§ **TASK TO CARRY OUT**:
Without the pictures, print each of the records below exactly as it appears.

§ **Object point labels**:
* * * * *
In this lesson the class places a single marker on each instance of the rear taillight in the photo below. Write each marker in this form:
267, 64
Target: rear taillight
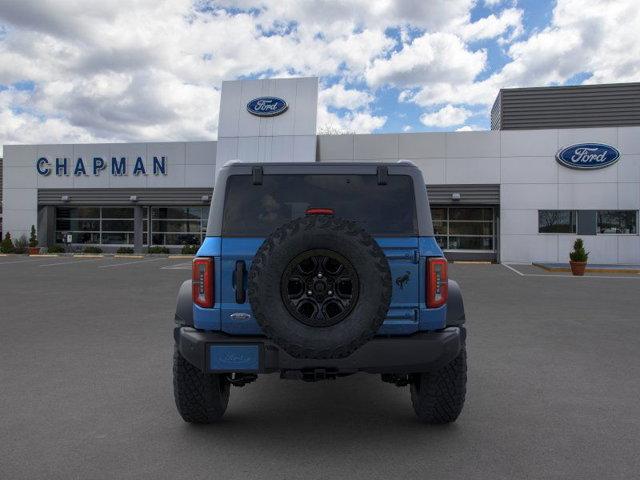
202, 282
437, 282
319, 211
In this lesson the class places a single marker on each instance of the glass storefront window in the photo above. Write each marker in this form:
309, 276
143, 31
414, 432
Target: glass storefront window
95, 225
178, 225
557, 221
464, 228
618, 221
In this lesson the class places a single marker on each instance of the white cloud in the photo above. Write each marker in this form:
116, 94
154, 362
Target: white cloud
509, 20
447, 116
338, 96
492, 3
583, 37
351, 122
151, 69
433, 57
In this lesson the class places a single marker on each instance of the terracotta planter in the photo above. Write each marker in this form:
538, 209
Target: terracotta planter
578, 268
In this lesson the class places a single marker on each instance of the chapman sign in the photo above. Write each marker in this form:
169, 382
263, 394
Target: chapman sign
588, 156
118, 166
267, 106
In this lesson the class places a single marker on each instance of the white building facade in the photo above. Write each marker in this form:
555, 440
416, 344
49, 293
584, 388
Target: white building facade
499, 195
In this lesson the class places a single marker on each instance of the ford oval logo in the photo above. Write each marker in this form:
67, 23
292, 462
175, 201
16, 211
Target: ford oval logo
588, 156
267, 106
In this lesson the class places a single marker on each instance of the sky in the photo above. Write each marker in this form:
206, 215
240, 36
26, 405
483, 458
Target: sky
76, 71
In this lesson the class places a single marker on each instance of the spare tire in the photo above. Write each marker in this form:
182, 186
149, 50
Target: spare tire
320, 287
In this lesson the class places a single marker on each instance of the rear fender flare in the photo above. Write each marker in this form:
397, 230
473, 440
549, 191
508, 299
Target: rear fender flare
455, 306
184, 306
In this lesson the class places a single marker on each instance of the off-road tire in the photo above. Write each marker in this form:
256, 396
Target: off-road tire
302, 235
438, 397
200, 397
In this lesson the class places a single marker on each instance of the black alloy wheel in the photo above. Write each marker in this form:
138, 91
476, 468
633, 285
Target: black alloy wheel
319, 288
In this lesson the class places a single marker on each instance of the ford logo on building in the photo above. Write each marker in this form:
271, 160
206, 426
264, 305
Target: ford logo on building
267, 106
588, 156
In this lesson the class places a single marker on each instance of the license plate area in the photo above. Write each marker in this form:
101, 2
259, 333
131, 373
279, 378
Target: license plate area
230, 357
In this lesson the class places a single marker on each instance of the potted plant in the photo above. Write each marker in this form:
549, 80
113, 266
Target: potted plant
578, 258
7, 244
21, 245
33, 242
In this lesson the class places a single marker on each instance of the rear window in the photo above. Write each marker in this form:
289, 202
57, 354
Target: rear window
256, 210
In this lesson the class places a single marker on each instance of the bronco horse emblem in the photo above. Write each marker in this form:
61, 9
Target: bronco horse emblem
402, 280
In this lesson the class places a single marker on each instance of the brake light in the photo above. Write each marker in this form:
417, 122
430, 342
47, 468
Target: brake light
319, 211
202, 282
437, 282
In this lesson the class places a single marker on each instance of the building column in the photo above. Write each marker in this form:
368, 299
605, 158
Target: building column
138, 227
46, 228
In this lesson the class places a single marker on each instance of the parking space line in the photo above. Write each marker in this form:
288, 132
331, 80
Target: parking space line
513, 269
179, 266
620, 277
129, 263
69, 263
30, 260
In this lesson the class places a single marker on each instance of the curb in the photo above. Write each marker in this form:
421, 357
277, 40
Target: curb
589, 270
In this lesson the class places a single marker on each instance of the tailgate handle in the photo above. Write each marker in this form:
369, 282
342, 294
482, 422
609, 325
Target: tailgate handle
238, 282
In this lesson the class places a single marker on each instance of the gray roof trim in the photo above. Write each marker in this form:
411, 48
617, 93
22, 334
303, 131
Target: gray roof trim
581, 106
121, 196
214, 226
484, 194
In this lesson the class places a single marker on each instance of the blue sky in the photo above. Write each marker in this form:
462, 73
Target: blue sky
151, 70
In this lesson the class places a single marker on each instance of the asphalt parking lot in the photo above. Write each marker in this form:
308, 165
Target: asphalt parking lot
85, 386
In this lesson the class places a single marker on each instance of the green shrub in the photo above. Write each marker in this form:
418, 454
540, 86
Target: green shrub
33, 238
7, 244
190, 249
579, 254
55, 249
21, 245
158, 249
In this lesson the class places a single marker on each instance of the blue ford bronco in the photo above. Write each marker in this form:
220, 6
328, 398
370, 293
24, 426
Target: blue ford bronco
317, 271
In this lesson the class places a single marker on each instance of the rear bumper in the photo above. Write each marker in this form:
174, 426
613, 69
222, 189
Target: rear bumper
420, 352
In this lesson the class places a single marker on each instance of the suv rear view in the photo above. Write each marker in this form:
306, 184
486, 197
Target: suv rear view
318, 271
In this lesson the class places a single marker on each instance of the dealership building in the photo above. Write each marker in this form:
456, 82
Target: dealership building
559, 163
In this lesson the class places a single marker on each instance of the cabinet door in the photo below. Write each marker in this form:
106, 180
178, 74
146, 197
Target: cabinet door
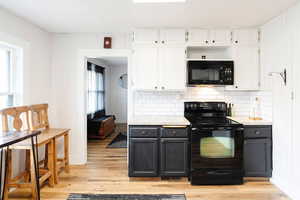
172, 36
174, 157
143, 157
220, 37
258, 158
198, 36
172, 67
246, 67
145, 61
146, 36
245, 37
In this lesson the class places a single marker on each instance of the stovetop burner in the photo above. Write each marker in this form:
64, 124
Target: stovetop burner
212, 121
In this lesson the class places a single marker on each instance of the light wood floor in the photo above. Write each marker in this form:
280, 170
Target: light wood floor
106, 173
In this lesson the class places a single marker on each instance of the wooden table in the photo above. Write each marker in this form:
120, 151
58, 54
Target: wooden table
46, 136
10, 138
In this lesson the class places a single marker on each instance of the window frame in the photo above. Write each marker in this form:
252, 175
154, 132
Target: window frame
11, 93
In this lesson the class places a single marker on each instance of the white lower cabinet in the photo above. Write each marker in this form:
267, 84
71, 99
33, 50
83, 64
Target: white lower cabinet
246, 68
159, 67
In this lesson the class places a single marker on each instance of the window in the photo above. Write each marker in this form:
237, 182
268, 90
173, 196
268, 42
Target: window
95, 88
6, 77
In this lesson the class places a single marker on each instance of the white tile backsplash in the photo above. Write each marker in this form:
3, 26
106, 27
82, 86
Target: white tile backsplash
172, 103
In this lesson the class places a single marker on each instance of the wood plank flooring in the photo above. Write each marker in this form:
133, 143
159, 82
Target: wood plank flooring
106, 173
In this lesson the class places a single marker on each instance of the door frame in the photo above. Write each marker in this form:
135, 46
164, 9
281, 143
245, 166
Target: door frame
83, 55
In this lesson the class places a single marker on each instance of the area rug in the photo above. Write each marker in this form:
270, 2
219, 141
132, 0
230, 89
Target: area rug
120, 141
125, 197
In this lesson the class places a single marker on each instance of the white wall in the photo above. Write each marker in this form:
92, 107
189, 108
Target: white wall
66, 82
36, 47
118, 95
281, 45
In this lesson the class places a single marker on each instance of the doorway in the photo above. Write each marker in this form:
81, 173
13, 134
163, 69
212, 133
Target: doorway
107, 104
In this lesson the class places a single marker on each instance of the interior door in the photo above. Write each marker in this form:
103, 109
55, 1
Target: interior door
172, 67
145, 59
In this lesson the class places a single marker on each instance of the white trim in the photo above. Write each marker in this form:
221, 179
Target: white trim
83, 54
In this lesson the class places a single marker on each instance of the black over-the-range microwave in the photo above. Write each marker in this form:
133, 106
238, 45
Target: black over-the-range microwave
207, 72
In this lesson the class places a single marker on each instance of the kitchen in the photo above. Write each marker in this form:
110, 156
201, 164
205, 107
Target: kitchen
212, 102
224, 62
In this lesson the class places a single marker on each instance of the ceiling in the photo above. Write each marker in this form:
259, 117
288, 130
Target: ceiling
70, 16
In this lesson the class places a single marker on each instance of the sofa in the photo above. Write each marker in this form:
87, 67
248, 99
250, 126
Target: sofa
100, 125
* * * * *
§ **THE ANSWER**:
In this lesson the class places a single marker on each instance of the rear taillight in the photo below. Write each marker in this form:
267, 64
Target: rear taillight
202, 282
437, 282
319, 211
In this lesson the class places a single marker on each instance of the glass storefront window in the photo above. Write each marker in this form:
309, 276
143, 31
414, 432
Target: glass storefront window
95, 225
178, 225
557, 221
464, 228
618, 221
In this lesson the class places a single marker on each instance of the white cloud in the photo above. Write each marker in this form:
116, 94
154, 362
Target: white cloud
509, 20
447, 116
338, 96
492, 3
583, 37
351, 122
151, 69
433, 57
In this lesson the class places a single marker on each instance of the terracotta planter in the photo above. Write each marker in this form:
538, 209
Target: terracotta planter
578, 268
In this lesson the class places a single marker on each instance of the chapman sign in the photo above. Write each marker in this form:
169, 382
263, 394
Target: chapman sign
588, 156
118, 166
267, 106
In this lesson the class places a single marker on each instance of the white building facade in the photo above. Write each marker in this form:
555, 440
416, 344
49, 293
584, 388
Target: white building facade
499, 195
In this lesson the class places a single marker on each instance of the ford oval logo in the photo above. Write each marker in this form:
67, 23
292, 462
175, 201
16, 211
Target: ford oval logo
588, 156
267, 106
In this lesson the class places a single marker on each instance of the sky in the photo above. Write each marker in this form:
206, 215
240, 36
26, 405
483, 458
Target: sky
76, 71
In this lesson the class places a single marker on each instance of the spare tire in the photo above. Write each marker in this form:
182, 186
149, 50
Target: spare tire
320, 287
In this lesson the class places a single marker on each instance of the rear fender flare in the photo above. Write each marker in this form:
397, 230
473, 440
549, 191
508, 299
Target: rear fender flare
455, 306
184, 306
In this lesson the class places a single marker on each instance of the off-road tire in the photo above. Write each marker in this form:
256, 396
Target: off-road tire
302, 235
438, 397
200, 397
In this lesson the class places a single marker on each instance of the black alloy wheel in the photo above. Write each marker in this form:
138, 91
476, 468
633, 285
Target: black alloy wheel
319, 288
In this lesson the class places a single marker on each instance of the ford logo on building in the photo above. Write each marker in this form:
271, 160
206, 426
264, 305
Target: ford logo on building
267, 106
588, 156
In this lesson the class places a single marker on each instance of the license plate area in the photo above. Write each marker in this form:
101, 2
259, 333
131, 373
279, 378
Target: license plate area
230, 357
In this lesson the class places a single marker on each instance of the potted plant in the photo above. Write each marker in this form:
549, 80
113, 266
Target: potted plant
578, 258
7, 244
21, 245
33, 242
In this lesson the class places a single marker on each instance of the rear window in the photo above. Write each marker in this form:
289, 202
57, 354
Target: rear window
256, 210
In this lesson the class places a single marker on each instance of the bronco horse emblem in the photo above. Write each marker in this form:
61, 9
Target: bronco horse emblem
402, 280
In this lesson the class places a single marker on each instance of the brake light in the photo above. Write each marker in this form:
417, 122
430, 342
47, 468
Target: brake light
319, 211
202, 282
437, 282
In this lesson the class places a single marker on each instance of the building column in the photo above. Write each marker in this form:
368, 299
605, 158
Target: building column
138, 227
46, 228
In this lesson the class places a single marker on each instance of the parking space line in the photo above. Write each marker in this form:
288, 132
331, 80
Target: parking space line
513, 269
179, 266
620, 277
129, 263
69, 263
30, 260
In this lesson the class places a single marker on each instance of the curb in the photo above. Write each marker in this form:
421, 357
277, 40
Target: curb
589, 270
In this lesson the class places a single marker on each instance of the tailgate handle in the photo above. Write each marker in this form:
369, 282
342, 294
482, 422
609, 325
Target: tailgate handle
238, 282
In this lesson the class places a single marker on each instance of the gray roof trim in the photo above. Write each marker in this form:
411, 48
617, 93
22, 334
303, 131
Target: gray roof trim
581, 106
121, 196
214, 226
484, 194
In this lesson the class places a single marker on each instance of the blue sky in the photo above. Write each marker in this form:
462, 73
Target: blue sky
151, 70
In this lesson the class places a single marker on each instance of the asphalt parking lot in the photo above. Write each marker in this form:
308, 165
Target: asphalt parking lot
85, 386
In this lesson the class places a single marker on each instance of the green shrub in the photo above. Write each marker in this form:
418, 454
540, 86
Target: green shrub
33, 238
7, 244
190, 249
579, 254
55, 249
21, 245
158, 249
In this lesson the class places a single marker on each instance of the blue ford bronco in the photo above. Write each marker in this form:
220, 6
328, 398
370, 293
24, 426
Target: blue ford bronco
317, 271
In this lesson the class places a single marker on each instance of the rear bumper in the photo above. Write each marker in this form:
174, 426
613, 69
222, 189
Target: rear bumper
420, 352
In this lesson the class places a single marker on each instance of the suv rear view in the photo above. Write each marker in this form:
306, 184
486, 197
Target: suv rear view
318, 271
In this lesson the class places a single marker on each instance of the dealership building in the photo above. Write each marker in this form:
456, 82
Target: dealership building
559, 163
In this lesson the class places a single marker on each instance of the cabinet door in the photo below. Write each marker in this form:
106, 180
178, 74
146, 197
Target: cabinet door
172, 36
174, 157
143, 157
220, 37
258, 158
198, 36
172, 67
246, 67
145, 61
146, 36
245, 37
In this lesson the class places a single marker on each instance of the stovetop burner in the photo above. Write each marker in this form:
64, 124
Target: stovetop burner
212, 121
In this lesson the class places a single marker on each instance of the light wood floor in the photo above. Write each marker in this form:
280, 170
Target: light wood floor
106, 173
In this lesson the class places a single marker on each instance of the wooden table in the photo above. Write each marker in this form:
120, 151
58, 54
Target: wooden table
46, 136
10, 138
In this lesson the class places a single marker on each instance of the window frame in the photo above. Write each marker in this form:
252, 175
154, 132
Target: window frame
11, 93
In this lesson the class places a single marker on each instance of the white lower cabinet in the photo above. Write each marker in this form:
267, 84
71, 99
33, 50
83, 64
Target: white lower cabinet
246, 68
159, 67
In this lesson the class places a single marker on each instance of the window in the photo above. Write each marker in this form:
237, 182
268, 90
173, 196
268, 42
Target: window
95, 88
6, 77
In this lesson the class places a single marker on each instance of the white tile backsplash in the photo above. Write each marker in this form:
3, 26
106, 27
82, 86
Target: white tile backsplash
172, 103
In this lesson the class places a single marker on each instance of the wood plank flooring in the photo above. Write each marker in this form:
133, 143
159, 82
Target: wood plank flooring
106, 173
In this lesson the class places a single marker on each instance of the door frame in the photo above. Write each marker in this form:
135, 46
164, 9
281, 143
245, 166
Target: door frame
83, 55
In this lesson the class places a single marker on each instance of the area rug in the photo above. Write each marker in this form:
270, 2
219, 141
132, 0
230, 89
Target: area rug
120, 141
125, 197
In this lesson the class places a single marker on each instance of the white wall in the photo above. Write each marker in this form:
92, 107
189, 108
Target: white wall
66, 82
36, 47
118, 95
281, 45
In this lesson the class places a single marker on each instance of the doorway in the photo above. Write each marker in this form:
81, 173
13, 134
163, 69
212, 133
Target: doorway
107, 104
In this lesson the class places a single marker on each instance of the interior door in the photo above. Write each marker in this form:
103, 109
55, 1
Target: interior door
172, 67
145, 59
In this lesson the class places a single marker on each instance of the white trim in the photo above. Write each marker in this form:
221, 179
Target: white trim
83, 54
In this lesson the class places a single marker on each instance of the black over-the-range microwave in the photo above. Write each marker in this form:
133, 106
238, 45
Target: black over-the-range microwave
207, 72
In this lesson the class places a single marker on each instance of the kitchen in the photo above. Write each marker in this form:
110, 156
201, 164
205, 107
Target: kitchen
212, 102
224, 62
In this lesson the class places a single marker on each instance of the ceiling in the photo above. Write each marker in this form:
259, 117
288, 130
Target: ceiling
70, 16
In this lesson the class places a single marker on each instance of the sofa in the photo above. Write each marker in this form:
87, 67
248, 99
250, 126
Target: sofa
100, 125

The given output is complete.